COMPITO RICHIESTO A: Trascriva il passo del brano sugli zingari partendo dalle parole "L’americano inserì questo" e fermandosi dopo "una piastra arroventata.".

BRANO DA LEGGERE:
>>
Zingari antichi e moderni. Lo scandalo della verità
- Autore: Raimondo Gatto
- Genere: Romanzi e saggi storici
- Categoria: Saggistica
- Anno di pubblicazione: 2016
Nel romanzo Per chi suona la campana (1940), in cui trascrisse il suo ricordo della guerra civile spagnola, Ernest Hemingway (1899-1961) raccontò che:
"Gli zingari credono anche che l’orso è un fratello, perché ruba per divertimento".
L’americano inserì questo vago aneddoto nella narrazione senza citare alcuna fonte, tuttavia si sa invece che tra i Rom dei Balcani vi erano uomini dediti all’attività di “ursari”, ossia di addomesticatori di orsi. Costoro catturavano i cuccioli di questo animale selvatico e li addestravano facendoli saltare su una piastra arroventata.
<<
COMPITO RICHIESTO B: Riporti soltanto le righe dei record comprese tra quella che contiene "Locate the dark brown" e quella che contiene "x=205, y=132", entrambe incluse, sostituendo "a point for each instance" con "one point per instance" e lasciando invariato tutto il resto.

Record con annotazioni di posizione:
>>
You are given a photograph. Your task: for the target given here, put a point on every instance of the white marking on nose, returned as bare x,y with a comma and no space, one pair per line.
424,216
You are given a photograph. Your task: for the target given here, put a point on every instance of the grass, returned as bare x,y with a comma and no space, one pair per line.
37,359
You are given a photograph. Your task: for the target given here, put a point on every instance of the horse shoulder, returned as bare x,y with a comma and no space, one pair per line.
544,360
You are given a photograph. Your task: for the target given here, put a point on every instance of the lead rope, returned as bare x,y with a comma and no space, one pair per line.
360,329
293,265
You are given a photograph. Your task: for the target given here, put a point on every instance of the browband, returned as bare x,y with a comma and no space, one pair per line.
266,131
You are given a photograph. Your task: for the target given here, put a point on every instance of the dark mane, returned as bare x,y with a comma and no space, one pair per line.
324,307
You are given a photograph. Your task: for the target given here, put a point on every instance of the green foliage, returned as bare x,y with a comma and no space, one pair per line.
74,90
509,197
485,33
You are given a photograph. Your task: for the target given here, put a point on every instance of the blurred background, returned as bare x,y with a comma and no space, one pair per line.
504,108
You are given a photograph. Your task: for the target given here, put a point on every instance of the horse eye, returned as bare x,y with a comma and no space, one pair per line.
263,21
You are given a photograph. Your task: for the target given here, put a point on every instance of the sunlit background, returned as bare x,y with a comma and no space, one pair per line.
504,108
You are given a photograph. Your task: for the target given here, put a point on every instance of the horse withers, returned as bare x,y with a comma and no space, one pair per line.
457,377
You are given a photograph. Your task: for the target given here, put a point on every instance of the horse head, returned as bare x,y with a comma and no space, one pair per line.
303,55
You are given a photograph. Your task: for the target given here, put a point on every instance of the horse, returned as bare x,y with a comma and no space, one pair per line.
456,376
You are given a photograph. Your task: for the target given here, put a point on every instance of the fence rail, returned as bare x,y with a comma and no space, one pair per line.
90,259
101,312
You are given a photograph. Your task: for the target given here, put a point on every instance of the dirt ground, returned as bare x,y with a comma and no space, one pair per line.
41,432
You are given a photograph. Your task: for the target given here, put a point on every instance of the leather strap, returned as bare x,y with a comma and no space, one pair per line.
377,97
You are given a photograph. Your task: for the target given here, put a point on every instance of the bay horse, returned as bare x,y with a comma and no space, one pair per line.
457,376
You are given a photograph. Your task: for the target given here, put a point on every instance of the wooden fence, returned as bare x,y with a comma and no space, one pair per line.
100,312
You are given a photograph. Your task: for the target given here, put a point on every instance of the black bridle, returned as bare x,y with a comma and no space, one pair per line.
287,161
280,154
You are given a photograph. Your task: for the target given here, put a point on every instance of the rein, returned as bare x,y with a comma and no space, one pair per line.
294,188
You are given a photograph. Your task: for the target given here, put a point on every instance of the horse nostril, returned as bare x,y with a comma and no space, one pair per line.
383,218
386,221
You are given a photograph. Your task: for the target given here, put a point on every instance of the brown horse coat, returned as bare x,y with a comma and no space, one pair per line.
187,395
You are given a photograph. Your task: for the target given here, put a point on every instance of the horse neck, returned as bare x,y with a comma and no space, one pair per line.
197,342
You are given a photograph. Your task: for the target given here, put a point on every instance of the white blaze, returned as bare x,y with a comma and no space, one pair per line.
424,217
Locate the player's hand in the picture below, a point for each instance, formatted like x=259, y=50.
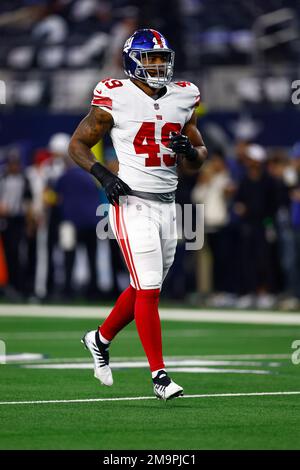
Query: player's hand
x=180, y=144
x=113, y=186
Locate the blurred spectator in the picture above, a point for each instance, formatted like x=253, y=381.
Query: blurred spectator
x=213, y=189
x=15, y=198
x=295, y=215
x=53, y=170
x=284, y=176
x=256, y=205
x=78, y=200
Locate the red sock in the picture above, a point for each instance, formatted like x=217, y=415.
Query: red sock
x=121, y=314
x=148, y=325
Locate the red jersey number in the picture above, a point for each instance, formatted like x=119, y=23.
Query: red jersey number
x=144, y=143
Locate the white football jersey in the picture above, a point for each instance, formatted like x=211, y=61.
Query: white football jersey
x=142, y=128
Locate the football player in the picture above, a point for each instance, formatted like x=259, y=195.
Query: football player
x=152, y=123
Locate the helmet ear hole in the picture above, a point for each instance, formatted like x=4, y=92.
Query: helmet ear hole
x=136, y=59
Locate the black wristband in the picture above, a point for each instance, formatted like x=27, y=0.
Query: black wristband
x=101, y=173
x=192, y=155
<<
>>
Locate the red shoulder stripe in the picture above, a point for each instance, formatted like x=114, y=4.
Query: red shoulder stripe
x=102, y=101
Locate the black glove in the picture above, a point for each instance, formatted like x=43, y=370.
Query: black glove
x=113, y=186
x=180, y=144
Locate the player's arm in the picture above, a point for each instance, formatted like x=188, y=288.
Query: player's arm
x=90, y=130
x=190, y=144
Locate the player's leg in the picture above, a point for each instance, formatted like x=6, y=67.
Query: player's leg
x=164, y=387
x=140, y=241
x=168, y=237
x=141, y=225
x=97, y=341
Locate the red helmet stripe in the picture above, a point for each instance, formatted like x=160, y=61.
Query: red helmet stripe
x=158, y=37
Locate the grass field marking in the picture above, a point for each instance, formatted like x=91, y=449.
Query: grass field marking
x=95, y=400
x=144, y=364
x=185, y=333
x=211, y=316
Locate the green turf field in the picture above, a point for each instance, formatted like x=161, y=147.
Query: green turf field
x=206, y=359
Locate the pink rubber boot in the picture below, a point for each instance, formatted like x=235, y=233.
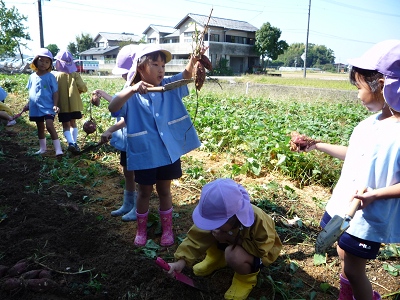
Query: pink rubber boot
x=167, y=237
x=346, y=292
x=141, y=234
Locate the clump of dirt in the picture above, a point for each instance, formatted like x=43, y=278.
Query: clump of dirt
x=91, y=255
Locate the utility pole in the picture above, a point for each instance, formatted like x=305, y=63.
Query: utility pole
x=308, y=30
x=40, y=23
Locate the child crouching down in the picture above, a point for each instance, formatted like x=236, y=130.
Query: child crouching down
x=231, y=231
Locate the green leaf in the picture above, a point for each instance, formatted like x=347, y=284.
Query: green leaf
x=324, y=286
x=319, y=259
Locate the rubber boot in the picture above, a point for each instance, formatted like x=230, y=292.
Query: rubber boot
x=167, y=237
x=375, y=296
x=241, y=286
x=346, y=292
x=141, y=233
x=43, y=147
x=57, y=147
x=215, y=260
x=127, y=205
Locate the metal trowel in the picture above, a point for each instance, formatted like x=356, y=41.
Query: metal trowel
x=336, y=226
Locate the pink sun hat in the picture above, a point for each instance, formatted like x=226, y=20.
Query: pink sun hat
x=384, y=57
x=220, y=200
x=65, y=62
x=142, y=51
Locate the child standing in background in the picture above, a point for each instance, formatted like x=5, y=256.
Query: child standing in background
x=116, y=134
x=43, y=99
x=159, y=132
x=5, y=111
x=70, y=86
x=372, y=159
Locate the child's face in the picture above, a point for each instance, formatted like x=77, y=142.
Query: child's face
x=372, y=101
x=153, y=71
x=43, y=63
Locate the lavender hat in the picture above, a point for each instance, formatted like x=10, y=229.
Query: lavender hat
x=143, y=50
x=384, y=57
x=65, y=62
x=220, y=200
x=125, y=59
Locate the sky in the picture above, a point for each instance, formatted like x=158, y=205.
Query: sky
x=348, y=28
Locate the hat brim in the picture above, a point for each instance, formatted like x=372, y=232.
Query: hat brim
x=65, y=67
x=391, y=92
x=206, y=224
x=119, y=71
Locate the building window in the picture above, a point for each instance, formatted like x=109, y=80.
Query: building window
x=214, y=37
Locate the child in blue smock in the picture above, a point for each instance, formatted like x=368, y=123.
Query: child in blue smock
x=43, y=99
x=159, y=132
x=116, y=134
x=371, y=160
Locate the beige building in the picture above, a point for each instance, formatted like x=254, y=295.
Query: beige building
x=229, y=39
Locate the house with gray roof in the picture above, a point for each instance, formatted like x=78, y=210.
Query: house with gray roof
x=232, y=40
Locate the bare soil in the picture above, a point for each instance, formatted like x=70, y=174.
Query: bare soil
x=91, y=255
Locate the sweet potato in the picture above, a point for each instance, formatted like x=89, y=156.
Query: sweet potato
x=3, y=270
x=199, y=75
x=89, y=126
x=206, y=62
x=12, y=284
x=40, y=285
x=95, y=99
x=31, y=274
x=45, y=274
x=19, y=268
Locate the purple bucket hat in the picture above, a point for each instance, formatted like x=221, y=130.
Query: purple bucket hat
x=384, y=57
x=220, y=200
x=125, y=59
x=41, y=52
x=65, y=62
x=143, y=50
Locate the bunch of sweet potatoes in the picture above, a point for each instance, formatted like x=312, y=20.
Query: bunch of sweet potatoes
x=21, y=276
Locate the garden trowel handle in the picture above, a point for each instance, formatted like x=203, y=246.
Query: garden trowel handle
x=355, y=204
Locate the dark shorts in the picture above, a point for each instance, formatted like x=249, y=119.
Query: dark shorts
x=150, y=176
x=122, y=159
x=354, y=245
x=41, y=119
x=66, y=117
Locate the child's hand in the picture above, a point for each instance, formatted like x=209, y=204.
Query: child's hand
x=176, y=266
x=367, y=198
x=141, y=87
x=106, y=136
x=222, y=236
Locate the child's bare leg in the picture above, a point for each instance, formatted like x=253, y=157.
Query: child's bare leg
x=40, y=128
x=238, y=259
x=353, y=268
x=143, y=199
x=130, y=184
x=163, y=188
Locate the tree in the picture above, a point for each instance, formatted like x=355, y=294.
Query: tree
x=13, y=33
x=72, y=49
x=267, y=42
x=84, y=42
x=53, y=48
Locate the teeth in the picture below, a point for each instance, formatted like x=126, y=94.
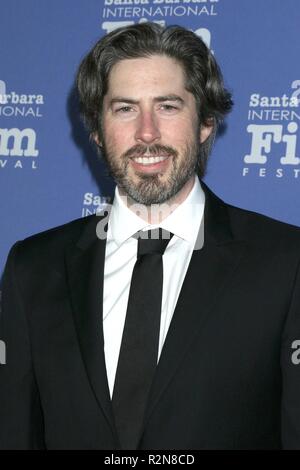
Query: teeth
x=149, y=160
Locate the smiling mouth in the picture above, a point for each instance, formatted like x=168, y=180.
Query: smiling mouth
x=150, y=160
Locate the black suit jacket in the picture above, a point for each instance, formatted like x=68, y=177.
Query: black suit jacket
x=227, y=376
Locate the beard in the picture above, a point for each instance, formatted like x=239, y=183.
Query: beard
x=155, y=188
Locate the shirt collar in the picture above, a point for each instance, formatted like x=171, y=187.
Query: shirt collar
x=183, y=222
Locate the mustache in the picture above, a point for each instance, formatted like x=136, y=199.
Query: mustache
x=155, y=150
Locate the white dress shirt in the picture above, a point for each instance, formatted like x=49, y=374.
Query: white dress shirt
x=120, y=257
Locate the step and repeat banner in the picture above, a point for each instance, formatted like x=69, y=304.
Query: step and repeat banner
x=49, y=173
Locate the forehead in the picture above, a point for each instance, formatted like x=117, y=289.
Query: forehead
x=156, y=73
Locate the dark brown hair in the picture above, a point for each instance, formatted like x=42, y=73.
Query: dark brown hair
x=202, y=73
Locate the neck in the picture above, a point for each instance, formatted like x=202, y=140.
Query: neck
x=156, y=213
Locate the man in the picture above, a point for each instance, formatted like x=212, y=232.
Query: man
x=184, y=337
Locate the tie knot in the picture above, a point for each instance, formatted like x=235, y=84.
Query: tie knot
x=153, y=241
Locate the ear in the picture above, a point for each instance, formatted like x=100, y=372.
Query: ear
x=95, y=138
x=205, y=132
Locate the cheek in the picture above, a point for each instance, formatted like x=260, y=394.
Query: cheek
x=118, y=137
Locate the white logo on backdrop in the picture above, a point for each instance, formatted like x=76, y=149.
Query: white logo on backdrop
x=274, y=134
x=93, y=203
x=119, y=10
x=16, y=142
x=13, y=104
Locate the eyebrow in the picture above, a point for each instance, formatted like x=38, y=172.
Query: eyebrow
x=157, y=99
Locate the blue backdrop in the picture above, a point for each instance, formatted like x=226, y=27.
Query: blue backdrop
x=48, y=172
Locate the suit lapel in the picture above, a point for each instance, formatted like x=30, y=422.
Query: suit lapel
<<
RISPOSTA A:
L’americano inserì questo vago aneddoto nella narrazione senza citare alcuna fonte, tuttavia si sa invece che tra i Rom dei Balcani vi erano uomini dediti all’attività di “ursari”, ossia di addomesticatori di orsi. Costoro catturavano i cuccioli di questo animale selvatico e li addestravano facendoli saltare su una piastra arroventata.

RISPOSTA B:
Locate the dark brown hair in the picture above, one point per instance, formatted like x=42, y=73.
Query: dark brown hair
x=202, y=73
Locate the neck in the picture above, one point per instance, formatted like x=202, y=140.
Query: neck
x=156, y=213
Locate the man in the picture above, one point per instance, formatted like x=212, y=232.
Query: man
x=184, y=337
Locate the tie knot in the picture above, one point per instance, formatted like x=235, y=84.
Query: tie knot
x=153, y=241
Locate the ear in the picture above, one point per instance, formatted like x=100, y=372.
Query: ear
x=95, y=138
x=205, y=132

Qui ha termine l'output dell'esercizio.